Task description -> In the entries below, find the line with "370, row 86." and print exactly every line from there up to and including the line with "306, row 62.", with no other lines.

Exercise materials ->
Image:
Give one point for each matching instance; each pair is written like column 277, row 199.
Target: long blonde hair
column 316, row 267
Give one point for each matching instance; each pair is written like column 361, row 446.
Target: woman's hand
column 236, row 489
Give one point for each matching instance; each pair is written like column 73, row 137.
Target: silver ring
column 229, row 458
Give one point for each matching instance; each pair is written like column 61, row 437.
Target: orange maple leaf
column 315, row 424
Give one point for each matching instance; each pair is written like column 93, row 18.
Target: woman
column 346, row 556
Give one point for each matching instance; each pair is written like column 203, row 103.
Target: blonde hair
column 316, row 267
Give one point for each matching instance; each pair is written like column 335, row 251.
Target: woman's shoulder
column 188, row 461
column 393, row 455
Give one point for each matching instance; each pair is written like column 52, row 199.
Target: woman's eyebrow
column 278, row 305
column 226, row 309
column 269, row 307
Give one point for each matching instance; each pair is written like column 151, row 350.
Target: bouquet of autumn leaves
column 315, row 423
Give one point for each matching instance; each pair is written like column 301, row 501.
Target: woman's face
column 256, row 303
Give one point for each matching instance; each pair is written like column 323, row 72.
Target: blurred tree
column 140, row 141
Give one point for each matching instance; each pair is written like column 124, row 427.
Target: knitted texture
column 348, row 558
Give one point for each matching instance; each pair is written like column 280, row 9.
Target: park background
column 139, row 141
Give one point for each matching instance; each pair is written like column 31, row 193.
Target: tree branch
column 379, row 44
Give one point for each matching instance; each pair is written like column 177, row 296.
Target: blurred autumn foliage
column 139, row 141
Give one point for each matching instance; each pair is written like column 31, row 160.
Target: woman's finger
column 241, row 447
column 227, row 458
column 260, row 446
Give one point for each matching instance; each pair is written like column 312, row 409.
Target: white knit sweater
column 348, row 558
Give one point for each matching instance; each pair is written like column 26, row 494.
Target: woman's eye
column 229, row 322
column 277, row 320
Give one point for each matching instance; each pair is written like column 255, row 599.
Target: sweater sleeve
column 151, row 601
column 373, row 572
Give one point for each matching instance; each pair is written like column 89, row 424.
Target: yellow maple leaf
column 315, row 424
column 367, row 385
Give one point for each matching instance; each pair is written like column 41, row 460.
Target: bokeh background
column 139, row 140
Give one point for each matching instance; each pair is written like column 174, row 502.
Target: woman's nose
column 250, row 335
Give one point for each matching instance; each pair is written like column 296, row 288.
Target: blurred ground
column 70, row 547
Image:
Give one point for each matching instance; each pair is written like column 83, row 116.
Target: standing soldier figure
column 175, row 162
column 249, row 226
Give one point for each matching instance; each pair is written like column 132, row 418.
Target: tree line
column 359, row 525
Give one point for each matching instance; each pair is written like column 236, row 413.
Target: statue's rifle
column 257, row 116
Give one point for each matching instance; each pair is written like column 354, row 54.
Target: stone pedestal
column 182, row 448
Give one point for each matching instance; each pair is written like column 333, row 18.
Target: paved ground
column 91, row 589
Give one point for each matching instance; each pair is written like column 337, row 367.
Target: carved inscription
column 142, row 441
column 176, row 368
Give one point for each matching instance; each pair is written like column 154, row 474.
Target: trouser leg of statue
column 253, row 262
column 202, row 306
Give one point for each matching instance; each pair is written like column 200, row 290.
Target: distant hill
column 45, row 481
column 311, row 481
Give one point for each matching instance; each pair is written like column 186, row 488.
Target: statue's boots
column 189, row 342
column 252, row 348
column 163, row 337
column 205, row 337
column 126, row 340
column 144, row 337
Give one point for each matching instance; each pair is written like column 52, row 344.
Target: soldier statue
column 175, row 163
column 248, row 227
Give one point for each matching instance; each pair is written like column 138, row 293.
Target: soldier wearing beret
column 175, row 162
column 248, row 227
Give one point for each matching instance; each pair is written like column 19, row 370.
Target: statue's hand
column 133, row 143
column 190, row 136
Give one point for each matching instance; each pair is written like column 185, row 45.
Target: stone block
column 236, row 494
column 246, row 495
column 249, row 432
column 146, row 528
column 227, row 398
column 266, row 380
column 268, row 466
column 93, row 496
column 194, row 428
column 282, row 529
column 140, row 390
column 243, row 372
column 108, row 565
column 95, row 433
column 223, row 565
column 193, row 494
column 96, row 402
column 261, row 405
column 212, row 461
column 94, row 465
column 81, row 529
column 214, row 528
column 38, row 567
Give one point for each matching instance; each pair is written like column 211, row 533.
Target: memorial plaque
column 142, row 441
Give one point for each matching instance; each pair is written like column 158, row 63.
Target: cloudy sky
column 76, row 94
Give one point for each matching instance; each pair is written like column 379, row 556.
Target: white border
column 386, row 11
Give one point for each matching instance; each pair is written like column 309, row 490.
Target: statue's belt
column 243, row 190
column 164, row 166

* * *

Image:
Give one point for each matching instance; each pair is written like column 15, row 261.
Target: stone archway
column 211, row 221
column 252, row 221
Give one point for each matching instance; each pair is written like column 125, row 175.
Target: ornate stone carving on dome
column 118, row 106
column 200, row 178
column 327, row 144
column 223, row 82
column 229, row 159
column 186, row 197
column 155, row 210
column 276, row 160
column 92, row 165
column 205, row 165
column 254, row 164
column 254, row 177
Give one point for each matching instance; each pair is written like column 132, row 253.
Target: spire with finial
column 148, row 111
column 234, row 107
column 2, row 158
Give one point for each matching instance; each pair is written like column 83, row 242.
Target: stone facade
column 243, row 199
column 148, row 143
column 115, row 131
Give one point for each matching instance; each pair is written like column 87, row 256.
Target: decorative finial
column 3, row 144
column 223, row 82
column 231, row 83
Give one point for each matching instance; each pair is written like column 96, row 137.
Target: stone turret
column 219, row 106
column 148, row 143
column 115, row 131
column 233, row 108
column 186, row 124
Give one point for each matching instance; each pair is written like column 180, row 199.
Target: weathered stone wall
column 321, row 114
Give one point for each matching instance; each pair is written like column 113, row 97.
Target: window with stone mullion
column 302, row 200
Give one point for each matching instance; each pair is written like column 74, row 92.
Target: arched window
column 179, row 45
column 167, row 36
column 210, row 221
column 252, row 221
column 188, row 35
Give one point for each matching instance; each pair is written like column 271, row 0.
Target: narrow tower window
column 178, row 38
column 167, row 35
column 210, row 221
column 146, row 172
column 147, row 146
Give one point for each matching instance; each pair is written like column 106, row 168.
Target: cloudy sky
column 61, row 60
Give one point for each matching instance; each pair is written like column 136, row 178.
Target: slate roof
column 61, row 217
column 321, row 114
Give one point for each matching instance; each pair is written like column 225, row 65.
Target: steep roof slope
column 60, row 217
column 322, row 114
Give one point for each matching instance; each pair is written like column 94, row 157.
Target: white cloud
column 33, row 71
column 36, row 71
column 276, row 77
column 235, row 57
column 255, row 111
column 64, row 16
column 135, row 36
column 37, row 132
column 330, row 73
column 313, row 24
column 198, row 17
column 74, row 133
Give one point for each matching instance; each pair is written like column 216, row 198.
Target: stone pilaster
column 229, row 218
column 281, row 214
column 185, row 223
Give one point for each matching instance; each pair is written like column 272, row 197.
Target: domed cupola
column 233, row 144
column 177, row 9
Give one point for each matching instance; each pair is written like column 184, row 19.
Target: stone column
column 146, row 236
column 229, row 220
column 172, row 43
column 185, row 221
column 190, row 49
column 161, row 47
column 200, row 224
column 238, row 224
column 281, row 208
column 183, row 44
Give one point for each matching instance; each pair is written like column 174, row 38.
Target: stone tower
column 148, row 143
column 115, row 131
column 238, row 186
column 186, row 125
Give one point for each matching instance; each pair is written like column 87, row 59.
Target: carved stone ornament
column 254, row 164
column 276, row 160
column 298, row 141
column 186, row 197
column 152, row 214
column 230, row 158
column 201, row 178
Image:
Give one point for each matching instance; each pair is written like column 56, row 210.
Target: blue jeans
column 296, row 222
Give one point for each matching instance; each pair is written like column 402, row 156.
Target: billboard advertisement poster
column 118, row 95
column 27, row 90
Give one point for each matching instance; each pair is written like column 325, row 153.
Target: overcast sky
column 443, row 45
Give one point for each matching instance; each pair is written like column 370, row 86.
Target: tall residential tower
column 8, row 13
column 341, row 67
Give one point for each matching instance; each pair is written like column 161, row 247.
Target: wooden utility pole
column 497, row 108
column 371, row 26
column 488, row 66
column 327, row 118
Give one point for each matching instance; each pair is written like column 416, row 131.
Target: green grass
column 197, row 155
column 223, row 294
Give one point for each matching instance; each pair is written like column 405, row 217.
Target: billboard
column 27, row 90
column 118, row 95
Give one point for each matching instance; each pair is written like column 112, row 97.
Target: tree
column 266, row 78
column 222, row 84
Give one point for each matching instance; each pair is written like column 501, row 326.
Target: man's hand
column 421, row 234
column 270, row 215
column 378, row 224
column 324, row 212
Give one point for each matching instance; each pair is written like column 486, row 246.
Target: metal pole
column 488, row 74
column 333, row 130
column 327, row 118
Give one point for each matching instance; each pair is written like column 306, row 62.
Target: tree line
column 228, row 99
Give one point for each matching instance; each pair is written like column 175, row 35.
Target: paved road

--

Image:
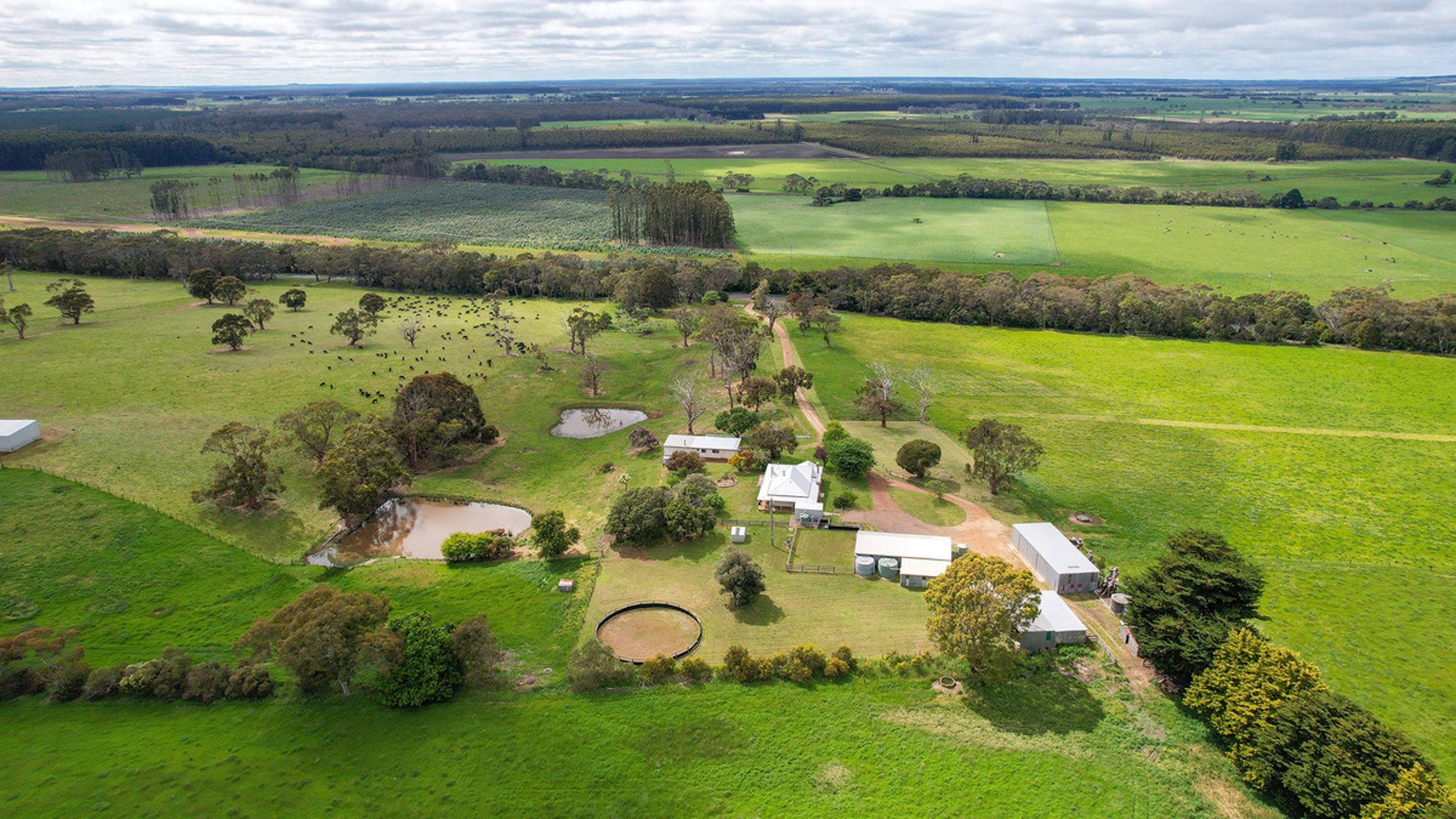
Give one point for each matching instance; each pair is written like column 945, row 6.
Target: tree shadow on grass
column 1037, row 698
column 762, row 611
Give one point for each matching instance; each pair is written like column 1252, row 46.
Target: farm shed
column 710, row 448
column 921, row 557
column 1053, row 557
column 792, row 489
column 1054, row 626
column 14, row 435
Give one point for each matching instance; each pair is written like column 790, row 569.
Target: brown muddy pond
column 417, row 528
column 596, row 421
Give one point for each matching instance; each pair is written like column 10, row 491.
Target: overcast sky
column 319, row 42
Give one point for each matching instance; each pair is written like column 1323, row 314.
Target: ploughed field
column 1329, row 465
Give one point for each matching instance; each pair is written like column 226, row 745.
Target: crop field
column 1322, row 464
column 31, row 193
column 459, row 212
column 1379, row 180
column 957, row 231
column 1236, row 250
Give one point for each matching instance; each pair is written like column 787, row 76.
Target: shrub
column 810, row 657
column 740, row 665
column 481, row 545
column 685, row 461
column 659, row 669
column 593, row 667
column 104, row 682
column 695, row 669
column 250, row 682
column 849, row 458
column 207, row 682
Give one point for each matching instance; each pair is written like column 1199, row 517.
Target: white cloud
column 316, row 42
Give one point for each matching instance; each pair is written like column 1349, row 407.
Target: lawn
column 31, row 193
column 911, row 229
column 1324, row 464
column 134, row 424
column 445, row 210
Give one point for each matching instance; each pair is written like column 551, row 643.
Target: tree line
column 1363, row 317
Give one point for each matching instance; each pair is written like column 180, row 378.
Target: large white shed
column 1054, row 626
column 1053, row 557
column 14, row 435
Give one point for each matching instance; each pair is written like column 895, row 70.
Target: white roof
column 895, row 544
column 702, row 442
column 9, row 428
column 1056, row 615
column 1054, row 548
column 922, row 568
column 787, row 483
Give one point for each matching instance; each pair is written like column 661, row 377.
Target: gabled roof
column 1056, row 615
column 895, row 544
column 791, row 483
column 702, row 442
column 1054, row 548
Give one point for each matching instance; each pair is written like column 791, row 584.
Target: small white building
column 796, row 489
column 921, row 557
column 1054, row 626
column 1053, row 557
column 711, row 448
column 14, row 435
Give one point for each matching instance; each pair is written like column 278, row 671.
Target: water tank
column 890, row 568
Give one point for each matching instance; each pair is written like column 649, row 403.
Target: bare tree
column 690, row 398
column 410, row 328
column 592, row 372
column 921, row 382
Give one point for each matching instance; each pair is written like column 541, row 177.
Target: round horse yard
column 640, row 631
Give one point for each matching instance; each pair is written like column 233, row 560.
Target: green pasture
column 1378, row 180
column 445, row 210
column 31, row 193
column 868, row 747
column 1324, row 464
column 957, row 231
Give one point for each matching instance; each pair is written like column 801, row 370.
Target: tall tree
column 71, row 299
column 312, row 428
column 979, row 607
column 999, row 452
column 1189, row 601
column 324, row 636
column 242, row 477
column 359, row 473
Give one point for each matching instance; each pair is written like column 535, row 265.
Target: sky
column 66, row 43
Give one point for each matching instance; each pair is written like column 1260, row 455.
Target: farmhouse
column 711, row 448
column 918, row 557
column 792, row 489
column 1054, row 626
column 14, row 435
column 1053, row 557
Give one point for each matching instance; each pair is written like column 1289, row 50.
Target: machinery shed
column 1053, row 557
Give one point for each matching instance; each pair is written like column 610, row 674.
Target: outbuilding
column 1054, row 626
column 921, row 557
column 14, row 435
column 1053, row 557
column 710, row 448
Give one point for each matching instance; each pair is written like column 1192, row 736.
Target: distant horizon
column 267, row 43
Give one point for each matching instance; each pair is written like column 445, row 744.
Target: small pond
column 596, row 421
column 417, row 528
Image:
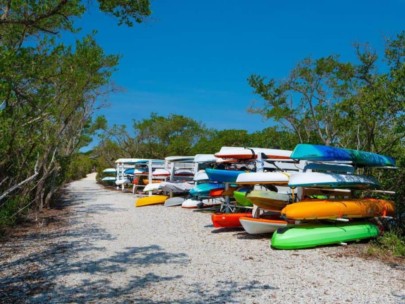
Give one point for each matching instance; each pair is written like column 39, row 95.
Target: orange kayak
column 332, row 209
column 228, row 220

The completed task ->
Give one point for each matching instance; each pair is written like column 370, row 86.
Target: tall residential tower
column 8, row 13
column 341, row 67
Give one point for each matching instance; each pair is written like column 161, row 247.
Target: wooden utility pole
column 497, row 108
column 371, row 26
column 488, row 66
column 327, row 118
Give one point for each matching instance; each pair is written like column 416, row 131.
Target: green grass
column 197, row 155
column 223, row 294
Give one point for each matching instance; each pair is written like column 405, row 217.
Target: billboard
column 27, row 90
column 118, row 95
Give one point for each matching instance; each pair is written like column 112, row 97.
Target: tree
column 266, row 78
column 222, row 84
Give one point for each matching instance; each pair is written like column 501, row 326.
Target: man's hand
column 421, row 234
column 270, row 215
column 378, row 224
column 324, row 212
Give one point for each matching instance; each pair is written like column 486, row 246.
Target: metal pole
column 488, row 74
column 333, row 130
column 327, row 118
Give one point for each matching instance; each pair is written like column 306, row 62.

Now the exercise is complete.